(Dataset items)
----
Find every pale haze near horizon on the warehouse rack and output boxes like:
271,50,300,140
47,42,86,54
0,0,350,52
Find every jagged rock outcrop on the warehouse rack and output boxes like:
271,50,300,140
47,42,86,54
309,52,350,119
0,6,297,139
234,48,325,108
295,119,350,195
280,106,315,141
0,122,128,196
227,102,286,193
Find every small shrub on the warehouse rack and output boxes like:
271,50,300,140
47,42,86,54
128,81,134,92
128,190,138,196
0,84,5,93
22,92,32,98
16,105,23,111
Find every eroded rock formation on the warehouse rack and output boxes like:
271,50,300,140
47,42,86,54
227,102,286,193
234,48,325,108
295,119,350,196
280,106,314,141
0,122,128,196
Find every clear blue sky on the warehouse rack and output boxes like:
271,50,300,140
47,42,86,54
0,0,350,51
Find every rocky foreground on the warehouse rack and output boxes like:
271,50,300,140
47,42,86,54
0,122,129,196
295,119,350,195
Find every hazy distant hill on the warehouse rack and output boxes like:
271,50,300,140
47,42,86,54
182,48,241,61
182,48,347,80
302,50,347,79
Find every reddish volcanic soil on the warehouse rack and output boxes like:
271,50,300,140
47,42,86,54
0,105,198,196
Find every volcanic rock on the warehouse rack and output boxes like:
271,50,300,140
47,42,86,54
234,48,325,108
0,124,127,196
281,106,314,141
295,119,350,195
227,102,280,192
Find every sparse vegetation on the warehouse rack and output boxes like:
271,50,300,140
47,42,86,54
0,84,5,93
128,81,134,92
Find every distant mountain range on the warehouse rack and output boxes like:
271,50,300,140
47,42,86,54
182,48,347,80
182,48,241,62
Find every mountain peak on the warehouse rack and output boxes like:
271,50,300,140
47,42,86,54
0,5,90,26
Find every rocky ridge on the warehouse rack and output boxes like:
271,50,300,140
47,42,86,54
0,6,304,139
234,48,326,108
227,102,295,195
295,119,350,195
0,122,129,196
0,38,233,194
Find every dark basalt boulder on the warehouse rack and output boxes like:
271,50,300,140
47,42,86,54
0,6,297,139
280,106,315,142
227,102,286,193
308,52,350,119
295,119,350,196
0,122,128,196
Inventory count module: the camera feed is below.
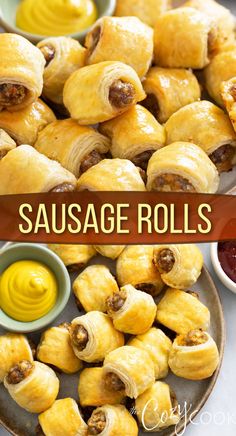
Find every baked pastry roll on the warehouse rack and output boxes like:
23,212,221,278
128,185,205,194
0,99,56,145
73,265,119,312
116,245,164,296
63,60,145,125
85,16,153,78
70,311,124,362
156,288,210,334
37,323,82,374
4,360,59,413
0,333,33,383
169,329,220,380
107,285,157,335
147,142,219,194
77,159,146,191
88,405,138,436
39,398,88,436
34,118,110,178
48,244,96,272
78,368,125,407
142,67,201,123
0,33,45,112
135,381,180,432
166,101,236,173
103,345,155,398
153,244,203,289
128,327,172,379
100,105,166,170
154,8,219,69
37,36,86,105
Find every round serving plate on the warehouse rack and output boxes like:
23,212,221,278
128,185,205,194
0,243,225,436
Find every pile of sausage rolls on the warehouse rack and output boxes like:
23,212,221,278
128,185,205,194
0,244,220,436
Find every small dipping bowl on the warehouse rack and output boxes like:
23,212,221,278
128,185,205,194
0,243,71,333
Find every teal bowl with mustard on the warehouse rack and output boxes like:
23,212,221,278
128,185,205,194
0,243,71,333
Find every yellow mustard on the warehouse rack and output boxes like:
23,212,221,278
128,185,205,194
0,260,58,322
16,0,98,36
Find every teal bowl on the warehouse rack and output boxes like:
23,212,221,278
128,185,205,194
0,0,116,44
0,243,71,333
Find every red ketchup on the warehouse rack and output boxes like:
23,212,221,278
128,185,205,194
218,240,236,283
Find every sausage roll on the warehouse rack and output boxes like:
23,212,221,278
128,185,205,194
85,17,153,78
77,159,146,191
39,398,88,436
147,142,219,194
154,8,219,69
78,368,125,407
70,311,124,362
37,323,82,374
107,285,157,335
100,105,166,170
116,245,164,296
153,244,203,289
128,327,172,379
73,265,119,312
4,360,59,413
63,61,145,125
169,329,219,380
0,99,56,145
0,333,33,383
103,345,155,398
0,33,45,112
156,288,210,334
34,118,110,178
115,0,172,27
135,381,180,432
37,36,86,105
142,67,201,123
88,405,138,436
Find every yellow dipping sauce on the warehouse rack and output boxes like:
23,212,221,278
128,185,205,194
16,0,98,36
0,260,58,322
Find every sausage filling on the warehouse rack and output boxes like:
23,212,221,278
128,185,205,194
109,80,135,109
7,360,34,385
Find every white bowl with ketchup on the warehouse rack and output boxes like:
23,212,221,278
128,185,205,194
211,240,236,294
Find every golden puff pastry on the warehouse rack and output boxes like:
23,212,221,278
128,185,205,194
115,0,172,27
0,333,33,383
100,105,166,170
147,142,219,194
73,265,119,312
0,99,56,145
78,368,125,407
135,381,180,432
63,61,145,125
154,8,219,69
156,288,210,334
4,360,59,413
103,345,155,398
34,118,110,178
77,159,146,191
169,329,219,380
37,323,82,374
0,33,45,112
128,327,172,379
107,285,157,335
142,67,201,123
70,311,124,362
116,245,164,296
88,405,138,436
153,244,203,289
85,16,153,78
39,398,88,436
48,244,96,272
37,36,86,105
----
# Exercise
Reproduce the entries above without change, omitting all pictures.

# Exercise solution
Find every pale haze near horizon on the warehouse rack and output boxes like:
271,50,300,140
47,42,86,54
0,0,350,52
Find every jagged rock outcrop on the warehouse rack and output boxes like:
271,50,300,140
47,42,86,54
309,52,350,119
0,6,297,139
234,48,325,108
295,119,350,195
280,106,315,141
0,122,128,196
227,102,286,193
Find every small shrub on the warehouse rack and output boxes like:
271,50,300,140
47,42,86,54
128,81,134,92
128,190,138,196
0,84,5,93
22,92,32,98
16,105,23,111
Find every eroded rock formation on the warehouse rack and output boxes like:
271,50,300,140
47,42,86,54
227,102,286,193
234,48,325,108
295,119,350,196
280,106,314,141
0,122,128,196
Find every clear blue sky on the warehouse rack and output boxes like:
271,50,300,140
47,42,86,54
0,0,350,51
Find every rocky foreground on the warehouse rack and output boxes like:
271,50,300,140
47,42,86,54
0,122,129,196
295,119,350,195
Find every hazy distant hill on the warehouse rack and output boxes like:
271,50,300,140
47,42,86,54
182,48,241,61
182,48,347,80
302,50,347,79
Find every reddish volcanic soil on the warehouse rack and output boxes like:
271,50,300,140
47,42,86,54
0,105,198,196
Find every volcanic rock on the warehouse rack and output boxes like:
271,50,300,140
47,42,86,54
234,48,325,108
0,124,127,196
281,106,314,141
295,119,350,195
227,102,280,192
Find every sparse vegetation on the warehouse rack and output boxes like:
271,50,300,140
47,42,86,54
0,84,5,93
128,81,134,92
Find every distant mountain range on the warehouse rack and output boxes like:
271,50,300,140
47,42,86,54
182,48,347,80
182,48,241,62
Find every mountain peak on the warehouse rack and output boxes like:
271,50,300,140
47,42,86,54
0,5,90,26
Find every rocky ridge on the warehouse rack and output boxes like:
271,50,300,140
47,42,86,54
0,6,304,139
234,48,326,108
227,102,295,195
295,119,350,195
0,122,129,196
0,38,233,194
Find every dark basalt boulder on the warehouse rack and output boxes like:
271,50,300,140
47,42,86,54
0,6,297,139
280,106,315,142
227,102,286,193
308,52,350,119
295,119,350,196
0,122,128,196
Inventory count module: the camera feed is below.
Find every baked pastry roll on the warehouse rack and output boxes like:
23,212,221,278
128,185,205,194
0,99,56,145
73,265,119,312
116,245,164,296
63,60,145,125
85,16,153,78
70,311,124,362
156,288,210,334
37,323,82,374
4,360,59,413
0,333,33,383
169,329,220,380
107,285,157,335
147,142,219,194
77,159,146,191
88,405,138,436
39,398,88,436
34,118,110,178
48,244,96,272
78,368,125,407
142,67,201,123
0,33,45,112
135,381,180,432
166,101,236,173
103,345,155,398
153,244,203,289
128,327,172,379
100,105,166,170
154,8,219,69
37,36,86,105
Find every round serving plate on the warehouse rack and output boxes like:
23,212,221,278
128,185,205,194
0,243,225,436
Find every pile of sausage rolls on the warehouse rack and output boxes like:
23,212,221,278
128,185,205,194
0,244,220,436
Find every small dipping bowl on the warehouse rack and output boxes like:
23,212,221,278
128,185,205,194
0,243,71,333
Find every teal bowl with mustard on the warehouse rack and output boxes like:
23,212,221,278
128,185,205,194
0,243,71,333
Find every yellow mustard on the warehouse rack and output boxes like:
23,212,221,278
128,185,205,194
0,260,58,322
16,0,98,36
Find every teal bowl on the warehouse rack and output boxes like:
23,212,221,278
128,185,205,194
0,0,116,44
0,243,71,333
Find every red ketchup on the warehouse rack and output boxes like:
23,212,221,278
128,185,205,194
218,240,236,283
Find every sausage roll on the warehouse rack and output boxes like:
23,212,221,278
128,185,205,194
85,17,153,78
77,159,146,191
39,398,88,436
147,142,219,194
154,8,219,69
78,368,125,407
70,311,124,362
37,323,82,374
107,285,157,335
100,105,166,170
116,245,164,296
153,244,203,289
128,327,172,379
73,265,119,312
4,360,59,413
63,61,145,125
169,329,219,380
0,99,56,145
0,333,33,383
103,345,155,398
0,33,45,112
156,288,210,334
34,118,110,178
115,0,172,27
135,381,180,432
37,36,86,105
142,67,201,123
88,405,138,436
Find every yellow dipping sauce on the warehouse rack and output boxes like:
23,212,221,278
128,185,205,194
16,0,98,36
0,260,58,322
Find every sausage filling on the warehouse rack and output boxes like:
23,212,221,278
128,185,205,194
109,80,135,109
7,360,34,385
Find every white bowl with ketchup on the warehouse rack and output boxes like:
23,212,221,278
128,185,205,194
211,240,236,294
Find every golden puff pastry on the warehouse rack and output boxes like:
23,212,221,278
128,185,205,194
115,0,172,27
0,333,33,383
100,105,166,170
147,142,219,194
73,265,119,312
0,99,56,145
78,368,125,407
135,381,180,432
63,61,145,125
154,8,219,69
156,288,210,334
4,360,59,413
103,345,155,398
34,118,110,178
77,159,146,191
169,329,219,380
37,323,82,374
0,33,45,112
128,327,172,379
107,285,157,335
142,67,201,123
70,311,124,362
116,245,164,296
88,405,138,436
153,244,203,289
85,16,153,78
39,398,88,436
48,244,96,272
37,36,86,105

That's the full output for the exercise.